# READING PASSAGE
- - -

I am thrilled to share that GPU accelerated tensorflow plugins on PixInsight now work with AMD 7000 series (76000,7800,7900xtx) GPUs. It took a little bit to figure out the build process and successfully get a library. I hope this simple guide can help get you up and running and enjoying GPU acceleration with StarNet++ and other apps.
This guide has been updated to reflect that WSL2 GPU Pass through support works on Windows and Ubuntu with latest ROCm release. This will allow windows users to run PixInsight from WSL2 and enjoy GPU Pass through acceleration. I hope we see continued development for native Windows tensorflow, but for now, this will allow you to run the Linux version almost like it’s native.
Requirements
- Ubuntu 24.0.4
- PixInsight (Latest version)
- AMD GPU (AMD 7000 series)
- GPU enabled scripts to verify (Starnet++)
Optional: WSL2 ROcm Requirements
These steps are only needed if you run WSL2 Ubuntu inside Windows. Only tested on 7000 series GPUs.
- Install latest Radeon Driver available for Windows (as of 11/1/2024)

- - -

[Phrase grounding data]
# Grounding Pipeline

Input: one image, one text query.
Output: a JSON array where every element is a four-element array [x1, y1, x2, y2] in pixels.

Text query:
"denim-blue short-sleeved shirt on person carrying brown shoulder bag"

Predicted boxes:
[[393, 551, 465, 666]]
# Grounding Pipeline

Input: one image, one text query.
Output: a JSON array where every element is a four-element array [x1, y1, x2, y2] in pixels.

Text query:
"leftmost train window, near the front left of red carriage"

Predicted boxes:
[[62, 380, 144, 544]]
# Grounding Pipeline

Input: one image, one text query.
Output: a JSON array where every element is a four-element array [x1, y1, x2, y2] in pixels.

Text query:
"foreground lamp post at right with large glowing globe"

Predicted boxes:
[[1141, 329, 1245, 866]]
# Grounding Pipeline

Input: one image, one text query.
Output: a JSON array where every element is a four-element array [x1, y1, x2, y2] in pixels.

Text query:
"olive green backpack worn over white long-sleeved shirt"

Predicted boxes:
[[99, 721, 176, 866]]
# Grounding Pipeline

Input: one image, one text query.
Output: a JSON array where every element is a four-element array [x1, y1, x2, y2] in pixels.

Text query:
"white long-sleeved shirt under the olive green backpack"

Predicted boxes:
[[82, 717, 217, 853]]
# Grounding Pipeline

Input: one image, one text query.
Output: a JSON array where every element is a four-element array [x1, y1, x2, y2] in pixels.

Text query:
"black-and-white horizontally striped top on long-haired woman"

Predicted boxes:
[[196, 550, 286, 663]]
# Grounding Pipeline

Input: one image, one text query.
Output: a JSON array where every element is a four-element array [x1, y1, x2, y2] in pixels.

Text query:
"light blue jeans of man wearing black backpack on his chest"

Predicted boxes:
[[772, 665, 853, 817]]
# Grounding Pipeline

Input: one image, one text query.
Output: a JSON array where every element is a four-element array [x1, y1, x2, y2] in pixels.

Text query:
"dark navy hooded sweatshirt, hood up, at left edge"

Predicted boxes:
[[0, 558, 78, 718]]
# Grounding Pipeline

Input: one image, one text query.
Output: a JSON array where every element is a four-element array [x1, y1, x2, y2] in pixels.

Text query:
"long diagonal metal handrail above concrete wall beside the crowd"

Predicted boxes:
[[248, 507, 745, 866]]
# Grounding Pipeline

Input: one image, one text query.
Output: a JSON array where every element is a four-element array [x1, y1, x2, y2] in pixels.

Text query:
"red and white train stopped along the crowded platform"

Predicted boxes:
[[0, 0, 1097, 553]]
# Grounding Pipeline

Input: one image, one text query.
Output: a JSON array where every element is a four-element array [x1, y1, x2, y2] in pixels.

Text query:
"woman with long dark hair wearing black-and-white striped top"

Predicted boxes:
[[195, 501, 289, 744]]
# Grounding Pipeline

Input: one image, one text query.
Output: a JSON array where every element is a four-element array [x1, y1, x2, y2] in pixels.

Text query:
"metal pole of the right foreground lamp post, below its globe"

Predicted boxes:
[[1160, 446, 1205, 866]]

- - -

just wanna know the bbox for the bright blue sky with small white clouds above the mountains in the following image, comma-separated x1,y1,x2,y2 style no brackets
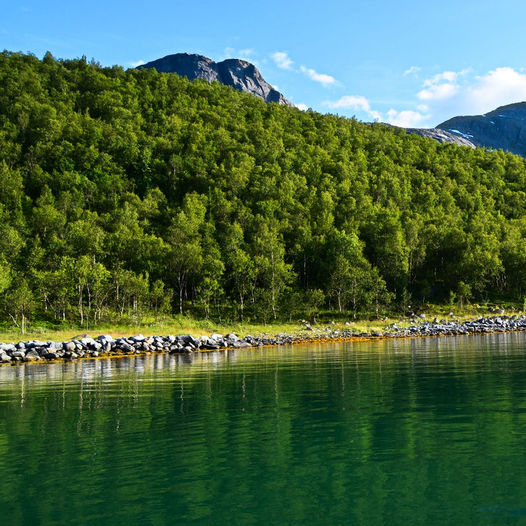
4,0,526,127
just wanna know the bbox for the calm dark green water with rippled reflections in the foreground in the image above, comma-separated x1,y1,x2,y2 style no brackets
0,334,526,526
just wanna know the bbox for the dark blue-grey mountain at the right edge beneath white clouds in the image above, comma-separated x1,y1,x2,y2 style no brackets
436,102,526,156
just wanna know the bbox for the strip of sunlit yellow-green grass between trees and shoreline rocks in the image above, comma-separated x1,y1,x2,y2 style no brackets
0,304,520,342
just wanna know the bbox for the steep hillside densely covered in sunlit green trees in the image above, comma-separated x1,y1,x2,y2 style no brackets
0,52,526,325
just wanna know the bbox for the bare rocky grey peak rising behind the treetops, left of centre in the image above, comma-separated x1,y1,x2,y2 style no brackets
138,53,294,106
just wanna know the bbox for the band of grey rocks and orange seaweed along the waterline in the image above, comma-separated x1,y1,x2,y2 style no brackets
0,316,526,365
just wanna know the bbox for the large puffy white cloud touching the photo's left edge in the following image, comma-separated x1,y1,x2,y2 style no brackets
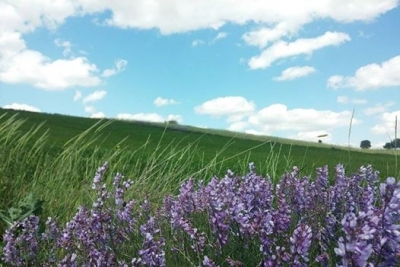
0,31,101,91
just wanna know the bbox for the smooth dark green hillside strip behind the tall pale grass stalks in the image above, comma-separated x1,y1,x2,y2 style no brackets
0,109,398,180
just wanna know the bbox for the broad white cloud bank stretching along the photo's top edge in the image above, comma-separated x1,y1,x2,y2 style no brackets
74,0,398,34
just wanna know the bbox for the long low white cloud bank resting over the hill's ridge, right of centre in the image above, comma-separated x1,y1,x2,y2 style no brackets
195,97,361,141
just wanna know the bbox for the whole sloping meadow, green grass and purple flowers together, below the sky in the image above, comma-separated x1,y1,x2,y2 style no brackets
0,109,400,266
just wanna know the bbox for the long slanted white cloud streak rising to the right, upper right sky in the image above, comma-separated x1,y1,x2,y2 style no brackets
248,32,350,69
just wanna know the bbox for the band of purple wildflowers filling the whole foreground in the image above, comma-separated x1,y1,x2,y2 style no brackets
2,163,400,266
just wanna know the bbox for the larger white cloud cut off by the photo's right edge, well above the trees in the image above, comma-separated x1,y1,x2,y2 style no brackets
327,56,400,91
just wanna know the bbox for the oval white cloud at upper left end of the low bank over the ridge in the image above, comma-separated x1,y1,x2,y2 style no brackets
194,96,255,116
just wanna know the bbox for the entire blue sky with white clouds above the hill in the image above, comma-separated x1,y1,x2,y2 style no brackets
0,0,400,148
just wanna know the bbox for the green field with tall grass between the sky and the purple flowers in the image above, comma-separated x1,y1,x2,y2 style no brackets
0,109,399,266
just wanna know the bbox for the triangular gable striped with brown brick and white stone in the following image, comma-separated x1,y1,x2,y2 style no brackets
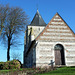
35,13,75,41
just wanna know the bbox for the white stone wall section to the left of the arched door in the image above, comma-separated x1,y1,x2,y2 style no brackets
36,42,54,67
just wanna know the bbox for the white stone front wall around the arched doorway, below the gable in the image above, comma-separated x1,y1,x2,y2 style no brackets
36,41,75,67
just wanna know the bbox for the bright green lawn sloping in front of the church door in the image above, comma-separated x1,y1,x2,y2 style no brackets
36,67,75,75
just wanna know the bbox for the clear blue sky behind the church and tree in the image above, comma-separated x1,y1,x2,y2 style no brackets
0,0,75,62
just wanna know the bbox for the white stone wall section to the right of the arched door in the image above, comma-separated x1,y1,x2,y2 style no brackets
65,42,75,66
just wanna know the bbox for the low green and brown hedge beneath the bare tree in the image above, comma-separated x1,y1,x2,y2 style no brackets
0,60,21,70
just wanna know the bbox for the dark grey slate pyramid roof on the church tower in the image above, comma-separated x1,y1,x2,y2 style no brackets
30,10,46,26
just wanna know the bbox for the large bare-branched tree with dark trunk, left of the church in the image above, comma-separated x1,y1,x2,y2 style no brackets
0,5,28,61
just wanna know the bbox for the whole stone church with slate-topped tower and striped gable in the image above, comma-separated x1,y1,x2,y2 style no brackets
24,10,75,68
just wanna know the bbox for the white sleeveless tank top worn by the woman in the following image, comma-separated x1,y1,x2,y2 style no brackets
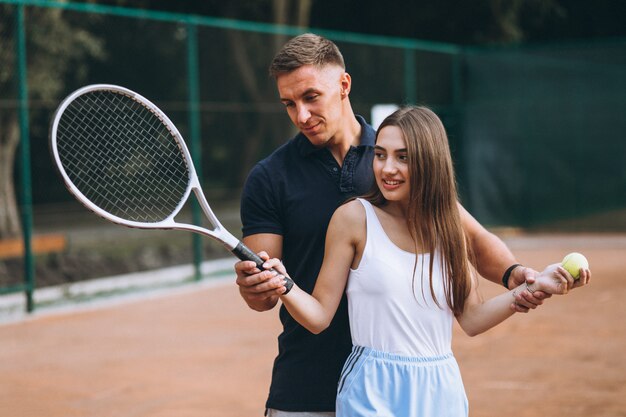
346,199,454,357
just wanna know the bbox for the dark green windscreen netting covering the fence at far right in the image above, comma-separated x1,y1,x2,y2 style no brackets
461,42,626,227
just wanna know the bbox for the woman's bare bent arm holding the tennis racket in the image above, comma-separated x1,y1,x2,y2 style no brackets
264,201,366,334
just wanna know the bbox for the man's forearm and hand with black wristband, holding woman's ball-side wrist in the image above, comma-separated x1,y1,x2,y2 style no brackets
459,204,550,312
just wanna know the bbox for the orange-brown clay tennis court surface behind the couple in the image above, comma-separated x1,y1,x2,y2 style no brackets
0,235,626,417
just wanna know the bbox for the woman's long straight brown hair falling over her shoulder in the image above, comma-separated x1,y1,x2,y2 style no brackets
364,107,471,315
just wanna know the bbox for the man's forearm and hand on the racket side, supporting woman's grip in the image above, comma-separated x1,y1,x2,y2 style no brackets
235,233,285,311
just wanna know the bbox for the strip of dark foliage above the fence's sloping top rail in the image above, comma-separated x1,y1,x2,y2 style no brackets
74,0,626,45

- - -

# WORK ORDER A
Which Ubuntu version does the PixInsight GPU guide list as a requirement?
# WORK ORDER B
From the PixInsight GPU guide, quote the part that opens with the words containing "This guide has" and closes with "7000 series GPUs.".
Work from the PixInsight GPU guide alone and leave the material aside.

# OUTPUT A
Ubuntu 24.0.4

# OUTPUT B
This guide has been updated to reflect that WSL2 GPU Pass through support works on Windows and Ubuntu with latest ROCm release. This will allow windows users to run PixInsight from WSL2 and enjoy GPU Pass through acceleration. I hope we see continued development for native Windows tensorflow, but for now, this will allow you to run the Linux version almost like it’s native.
Requirements
- Ubuntu 24.0.4
- PixInsight (Latest version)
- AMD GPU (AMD 7000 series)
- GPU enabled scripts to verify (Starnet++)
Optional: WSL2 ROcm Requirements
These steps are only needed if you run WSL2 Ubuntu inside Windows. Only tested on 7000 series GPUs.